§ WRITTEN EXERCISE: In the passage on battery electrodes below, what causes a vanadium pentoxide positive electrode formed into a pellet to tend toward higher porosity?

When a positive electrode is formed into a pellet shape using
vanadium pentoxide as the positive electrode active material,
because of its low packability as compared with other positive
electrode active materials, the porosity of the positive electrode
tends to increase. When the positive electrode is highly porous,
the supply speed of non-aqueous electrolyte to the positive
electrode becomes very fast, which in turn slows the supply speed
to the negative electrode.
In general, in non-aqueous electrolyte batteries in which the
negative electrode includes a negative electrode active material
containing silicon, the absorption reaction of lithium ion into the
negative electrode proceeds very quickly upon injection of
non-aqueous electrolyte, in the process of battery fabrication (in
the initial stage). In other words, when using a negative electrode
including a silicon-containing negative electrode active material,
the non-aqueous electrolyte is considerably consumed at the
negative electrode in the initial stage.
When a positive electrode including vanadium pentoxide is used in
combination with a negative electrode including a
silicon-containing negative electrode active material, the battery
reaction at the negative electrode needs a large amount of
non-aqueous electrolyte in the initial stage. Despite such need,
the supply of non-aqueous electrolyte to the negative electrode
tends to be insufficient, because the positive electrode is likely
to be highly porous. Insufficient supply of non-aqueous electrolyte
to the negative electrode means insufficient absorption of lithium
ion into the negative electrode, which hinders the lowering of
negative electrode potential in the initial stage. Consequently,
the initial static characteristics of the battery tend to be
poor.

§ LISTED ENTRIES:
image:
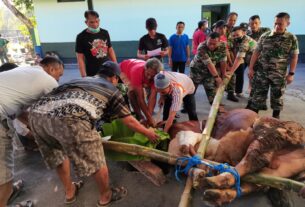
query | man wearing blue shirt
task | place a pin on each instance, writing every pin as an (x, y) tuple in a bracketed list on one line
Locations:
[(179, 49)]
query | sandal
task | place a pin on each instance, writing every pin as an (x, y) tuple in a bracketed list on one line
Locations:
[(117, 194), (17, 188), (78, 185), (28, 203)]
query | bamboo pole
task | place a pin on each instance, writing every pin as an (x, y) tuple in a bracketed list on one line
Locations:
[(261, 179), (206, 135)]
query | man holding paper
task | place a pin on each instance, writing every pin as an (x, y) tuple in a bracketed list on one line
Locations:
[(152, 44)]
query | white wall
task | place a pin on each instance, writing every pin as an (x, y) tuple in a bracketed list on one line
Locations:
[(59, 22), (125, 19)]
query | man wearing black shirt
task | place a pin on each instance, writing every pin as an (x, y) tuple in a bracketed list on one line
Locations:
[(93, 46), (152, 41)]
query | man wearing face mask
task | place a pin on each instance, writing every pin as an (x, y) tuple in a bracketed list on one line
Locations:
[(256, 30), (243, 48), (93, 46), (211, 53), (275, 51)]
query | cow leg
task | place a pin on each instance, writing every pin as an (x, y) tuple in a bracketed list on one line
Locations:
[(254, 160), (219, 197)]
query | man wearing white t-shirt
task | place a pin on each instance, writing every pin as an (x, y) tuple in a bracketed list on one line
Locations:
[(175, 88), (19, 88)]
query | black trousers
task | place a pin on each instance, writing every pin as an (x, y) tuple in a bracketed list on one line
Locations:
[(178, 66), (239, 78), (189, 105)]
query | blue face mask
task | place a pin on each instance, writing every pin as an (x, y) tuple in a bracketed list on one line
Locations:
[(94, 30)]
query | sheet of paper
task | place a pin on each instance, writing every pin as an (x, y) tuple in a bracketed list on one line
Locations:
[(152, 53)]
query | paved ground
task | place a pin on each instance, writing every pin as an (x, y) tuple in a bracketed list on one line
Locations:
[(44, 188)]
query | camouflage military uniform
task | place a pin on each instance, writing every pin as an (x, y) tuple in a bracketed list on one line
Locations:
[(200, 73), (275, 51), (258, 34), (244, 50)]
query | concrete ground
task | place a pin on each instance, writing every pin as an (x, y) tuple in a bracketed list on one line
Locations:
[(43, 186)]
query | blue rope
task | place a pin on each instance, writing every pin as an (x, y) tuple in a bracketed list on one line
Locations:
[(195, 160)]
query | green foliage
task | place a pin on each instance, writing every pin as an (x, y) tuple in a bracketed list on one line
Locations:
[(121, 133)]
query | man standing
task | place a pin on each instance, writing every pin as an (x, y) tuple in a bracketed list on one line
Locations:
[(243, 48), (256, 30), (19, 88), (93, 46), (275, 50), (175, 88), (63, 124), (200, 34), (138, 75), (179, 49), (153, 44), (211, 53), (3, 50)]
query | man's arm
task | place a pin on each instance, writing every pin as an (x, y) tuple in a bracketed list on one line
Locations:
[(170, 120), (112, 55), (142, 104), (133, 124), (293, 66), (81, 64), (253, 60)]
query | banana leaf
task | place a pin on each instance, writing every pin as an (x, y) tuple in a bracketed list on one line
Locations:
[(121, 133)]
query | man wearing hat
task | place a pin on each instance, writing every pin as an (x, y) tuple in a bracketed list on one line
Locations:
[(209, 65), (63, 124), (152, 41), (243, 47), (174, 89)]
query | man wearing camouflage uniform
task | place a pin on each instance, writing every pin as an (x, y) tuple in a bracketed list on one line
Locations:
[(273, 51), (211, 53), (255, 33), (243, 48)]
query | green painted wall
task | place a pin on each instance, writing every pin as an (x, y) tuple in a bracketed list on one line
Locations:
[(125, 49)]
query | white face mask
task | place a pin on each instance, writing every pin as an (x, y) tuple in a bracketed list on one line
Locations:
[(94, 30)]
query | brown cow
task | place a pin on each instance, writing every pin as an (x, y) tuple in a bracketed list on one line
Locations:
[(271, 147)]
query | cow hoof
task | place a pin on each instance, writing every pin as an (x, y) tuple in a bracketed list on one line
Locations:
[(217, 197), (223, 180)]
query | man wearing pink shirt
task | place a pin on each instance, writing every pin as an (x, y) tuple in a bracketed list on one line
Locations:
[(138, 74), (200, 35)]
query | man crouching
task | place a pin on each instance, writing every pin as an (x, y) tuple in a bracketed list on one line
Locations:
[(63, 124)]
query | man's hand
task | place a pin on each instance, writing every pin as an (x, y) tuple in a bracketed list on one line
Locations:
[(161, 102), (162, 53), (289, 79), (302, 193), (170, 62), (218, 81), (152, 136), (251, 73)]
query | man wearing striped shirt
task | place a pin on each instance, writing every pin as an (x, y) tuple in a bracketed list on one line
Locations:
[(174, 89)]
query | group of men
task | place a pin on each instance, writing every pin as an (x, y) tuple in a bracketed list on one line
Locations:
[(63, 118)]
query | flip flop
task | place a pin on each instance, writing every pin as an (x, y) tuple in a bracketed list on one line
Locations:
[(17, 188), (117, 194), (78, 185), (28, 203)]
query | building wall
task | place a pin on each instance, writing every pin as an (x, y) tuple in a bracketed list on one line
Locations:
[(125, 19)]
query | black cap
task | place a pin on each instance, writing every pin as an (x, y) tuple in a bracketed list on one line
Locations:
[(220, 23), (244, 26), (151, 24), (114, 67)]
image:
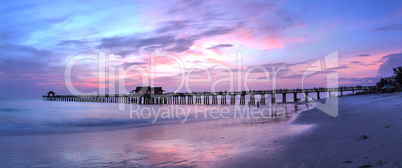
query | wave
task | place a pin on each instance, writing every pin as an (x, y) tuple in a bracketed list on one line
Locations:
[(68, 126)]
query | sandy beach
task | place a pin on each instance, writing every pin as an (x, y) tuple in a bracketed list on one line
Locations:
[(366, 133)]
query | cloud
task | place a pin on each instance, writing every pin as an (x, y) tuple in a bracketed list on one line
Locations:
[(172, 26), (363, 55), (390, 27), (11, 51), (126, 45), (391, 61), (221, 46)]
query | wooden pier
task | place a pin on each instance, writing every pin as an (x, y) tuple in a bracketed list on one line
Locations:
[(207, 98)]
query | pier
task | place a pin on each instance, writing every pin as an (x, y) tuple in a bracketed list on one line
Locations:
[(155, 95)]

§ ANSWER IN FULL: Vanadium pentoxide has low packability compared with other positive electrode active materials.